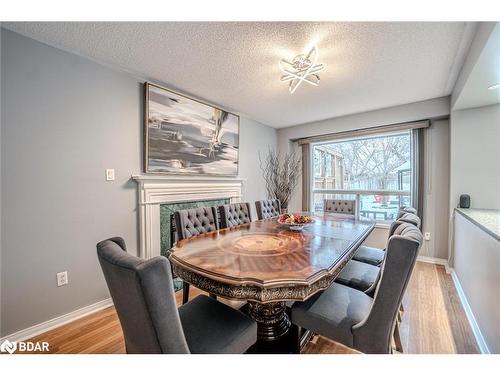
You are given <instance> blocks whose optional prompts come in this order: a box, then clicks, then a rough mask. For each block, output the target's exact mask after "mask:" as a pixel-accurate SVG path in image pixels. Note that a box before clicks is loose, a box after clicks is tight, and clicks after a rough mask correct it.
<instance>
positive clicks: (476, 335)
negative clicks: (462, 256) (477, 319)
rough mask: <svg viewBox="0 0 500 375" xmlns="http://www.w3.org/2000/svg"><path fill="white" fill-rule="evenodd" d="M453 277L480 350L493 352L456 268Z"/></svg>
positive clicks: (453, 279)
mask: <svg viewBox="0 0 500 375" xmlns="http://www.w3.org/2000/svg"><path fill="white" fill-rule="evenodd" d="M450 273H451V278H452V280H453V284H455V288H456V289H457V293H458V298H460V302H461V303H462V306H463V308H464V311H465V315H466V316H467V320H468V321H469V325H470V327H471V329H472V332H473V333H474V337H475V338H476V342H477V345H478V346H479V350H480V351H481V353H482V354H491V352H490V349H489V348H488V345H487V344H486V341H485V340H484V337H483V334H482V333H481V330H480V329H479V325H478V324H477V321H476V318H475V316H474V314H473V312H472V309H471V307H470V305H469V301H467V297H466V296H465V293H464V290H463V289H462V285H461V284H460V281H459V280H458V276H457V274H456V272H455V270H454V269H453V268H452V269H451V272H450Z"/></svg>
━━━━━━━━━━
--- What is being asked ---
Scan the material above for lines that contain the string "rough", and copy each such line.

--- Response box ---
You are given <instance> blocks whose optional prompts come in this order: a box, then clicks, then a rough mask. For each block, output the target's exact mask after "mask:" as a pixel-accurate SVG path in image pixels. Note that a box before clicks is loose, a box after clicks is tight, and clicks after a rough mask correct it.
rough mask: <svg viewBox="0 0 500 375" xmlns="http://www.w3.org/2000/svg"><path fill="white" fill-rule="evenodd" d="M453 277L480 350L493 352L456 268Z"/></svg>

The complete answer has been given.